### [Required work]
List each line of the records that contains the word "pedestal", treating uppercase and lowercase letters as different.

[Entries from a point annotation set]
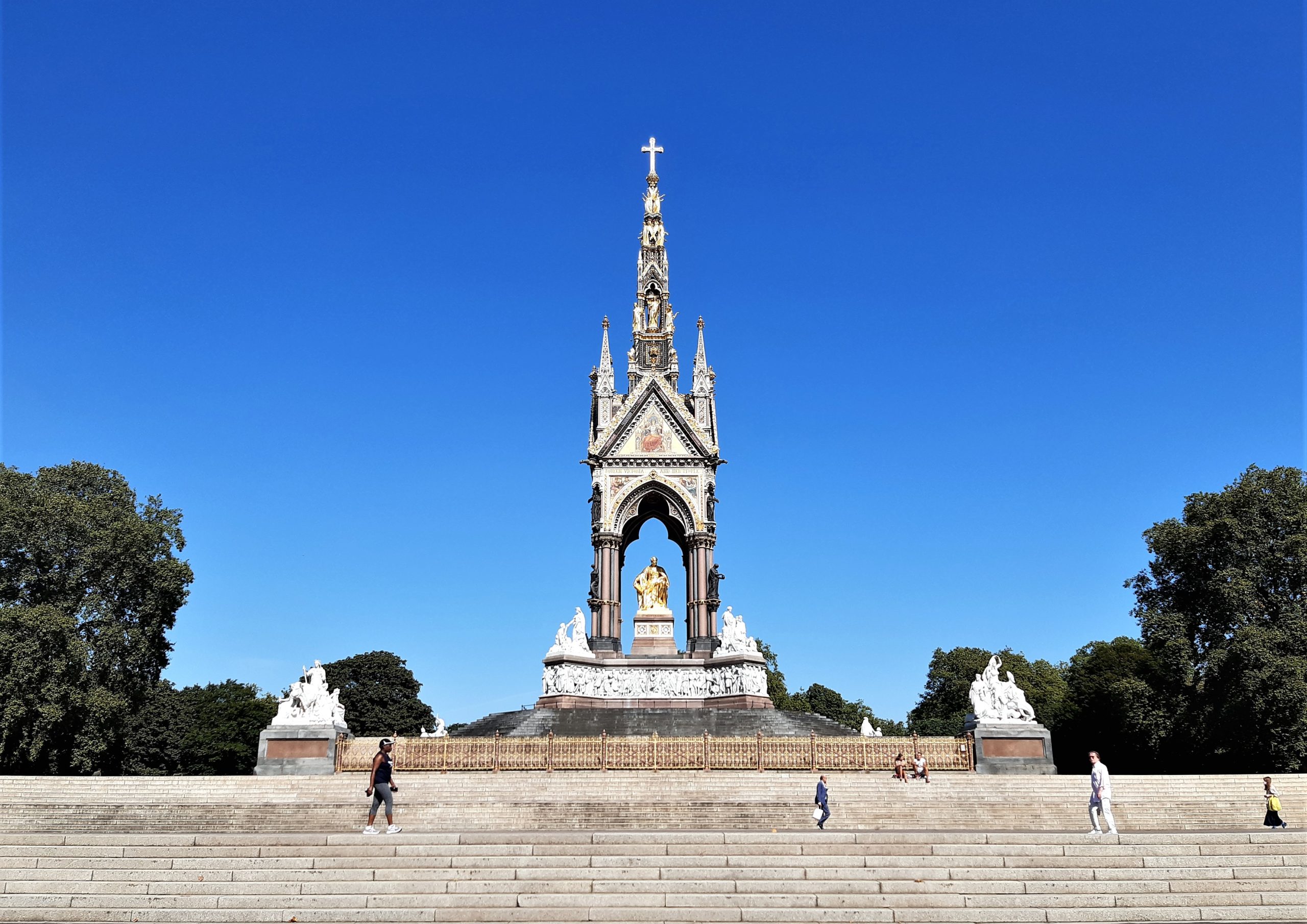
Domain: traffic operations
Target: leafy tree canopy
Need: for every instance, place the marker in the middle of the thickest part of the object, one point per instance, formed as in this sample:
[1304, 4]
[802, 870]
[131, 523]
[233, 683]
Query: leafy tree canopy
[1221, 610]
[946, 702]
[379, 694]
[1112, 708]
[94, 578]
[820, 699]
[199, 731]
[42, 688]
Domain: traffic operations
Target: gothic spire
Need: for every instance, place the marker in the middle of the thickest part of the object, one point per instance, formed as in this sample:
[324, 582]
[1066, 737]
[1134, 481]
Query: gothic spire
[652, 321]
[703, 382]
[604, 386]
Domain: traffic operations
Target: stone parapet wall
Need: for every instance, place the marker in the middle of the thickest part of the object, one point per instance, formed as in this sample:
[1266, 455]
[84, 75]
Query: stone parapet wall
[604, 752]
[729, 800]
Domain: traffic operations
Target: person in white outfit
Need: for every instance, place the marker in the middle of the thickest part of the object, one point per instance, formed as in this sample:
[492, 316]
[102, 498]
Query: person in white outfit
[1100, 795]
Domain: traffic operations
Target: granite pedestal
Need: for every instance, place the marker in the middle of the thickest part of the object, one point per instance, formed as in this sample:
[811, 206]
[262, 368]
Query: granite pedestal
[1012, 747]
[298, 749]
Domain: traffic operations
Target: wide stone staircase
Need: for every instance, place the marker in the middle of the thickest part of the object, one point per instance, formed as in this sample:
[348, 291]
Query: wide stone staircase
[654, 876]
[634, 846]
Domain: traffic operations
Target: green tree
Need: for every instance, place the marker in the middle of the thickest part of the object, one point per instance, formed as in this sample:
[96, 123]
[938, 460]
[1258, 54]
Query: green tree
[199, 731]
[1114, 708]
[76, 545]
[379, 694]
[1221, 610]
[946, 702]
[824, 701]
[818, 698]
[42, 677]
[777, 689]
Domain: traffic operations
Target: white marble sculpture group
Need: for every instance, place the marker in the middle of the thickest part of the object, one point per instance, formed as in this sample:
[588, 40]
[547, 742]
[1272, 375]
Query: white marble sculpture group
[994, 699]
[574, 643]
[438, 732]
[310, 703]
[735, 637]
[584, 680]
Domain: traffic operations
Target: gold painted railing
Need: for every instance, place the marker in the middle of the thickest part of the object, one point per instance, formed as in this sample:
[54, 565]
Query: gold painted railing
[759, 753]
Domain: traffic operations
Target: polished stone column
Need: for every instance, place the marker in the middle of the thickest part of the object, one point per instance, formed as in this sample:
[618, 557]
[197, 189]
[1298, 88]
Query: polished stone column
[701, 611]
[607, 607]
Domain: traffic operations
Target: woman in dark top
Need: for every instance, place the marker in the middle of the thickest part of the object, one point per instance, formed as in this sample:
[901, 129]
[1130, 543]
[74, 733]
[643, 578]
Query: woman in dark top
[381, 787]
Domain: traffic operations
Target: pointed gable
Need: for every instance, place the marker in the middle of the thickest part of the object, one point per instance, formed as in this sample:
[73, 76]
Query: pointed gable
[652, 435]
[654, 426]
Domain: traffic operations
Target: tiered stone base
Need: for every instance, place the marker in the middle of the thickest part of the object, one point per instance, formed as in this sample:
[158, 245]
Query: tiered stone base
[731, 682]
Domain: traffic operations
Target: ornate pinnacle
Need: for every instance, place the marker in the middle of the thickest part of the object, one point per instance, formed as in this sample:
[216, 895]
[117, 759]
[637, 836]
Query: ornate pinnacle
[604, 384]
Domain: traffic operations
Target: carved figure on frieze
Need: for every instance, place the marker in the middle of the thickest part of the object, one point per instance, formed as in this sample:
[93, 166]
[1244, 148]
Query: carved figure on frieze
[579, 643]
[560, 645]
[735, 638]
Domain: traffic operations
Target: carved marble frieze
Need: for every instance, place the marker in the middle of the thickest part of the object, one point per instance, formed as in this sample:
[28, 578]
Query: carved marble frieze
[604, 683]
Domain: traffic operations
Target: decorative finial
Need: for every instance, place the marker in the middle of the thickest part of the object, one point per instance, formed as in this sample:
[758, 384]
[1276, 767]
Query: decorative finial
[651, 150]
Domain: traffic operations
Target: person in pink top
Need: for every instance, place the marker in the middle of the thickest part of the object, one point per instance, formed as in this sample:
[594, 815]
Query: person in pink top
[1100, 795]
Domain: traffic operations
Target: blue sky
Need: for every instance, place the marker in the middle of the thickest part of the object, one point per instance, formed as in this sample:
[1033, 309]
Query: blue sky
[988, 289]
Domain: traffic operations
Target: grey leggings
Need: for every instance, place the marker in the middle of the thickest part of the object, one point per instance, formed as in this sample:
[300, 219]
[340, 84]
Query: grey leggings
[382, 794]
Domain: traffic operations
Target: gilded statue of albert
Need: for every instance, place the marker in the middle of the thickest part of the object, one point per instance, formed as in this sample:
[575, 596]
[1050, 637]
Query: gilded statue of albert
[651, 587]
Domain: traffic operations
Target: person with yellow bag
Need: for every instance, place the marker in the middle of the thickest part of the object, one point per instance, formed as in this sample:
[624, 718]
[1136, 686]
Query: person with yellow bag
[1272, 806]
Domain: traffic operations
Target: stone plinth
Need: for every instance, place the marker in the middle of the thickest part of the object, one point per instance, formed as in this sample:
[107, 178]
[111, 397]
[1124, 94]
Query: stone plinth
[654, 633]
[1012, 747]
[298, 749]
[734, 682]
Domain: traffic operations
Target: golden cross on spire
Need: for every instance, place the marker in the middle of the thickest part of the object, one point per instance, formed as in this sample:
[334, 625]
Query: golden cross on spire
[651, 150]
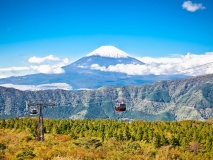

### [Written answer]
Target: granite pedestal
Query: granite pedestal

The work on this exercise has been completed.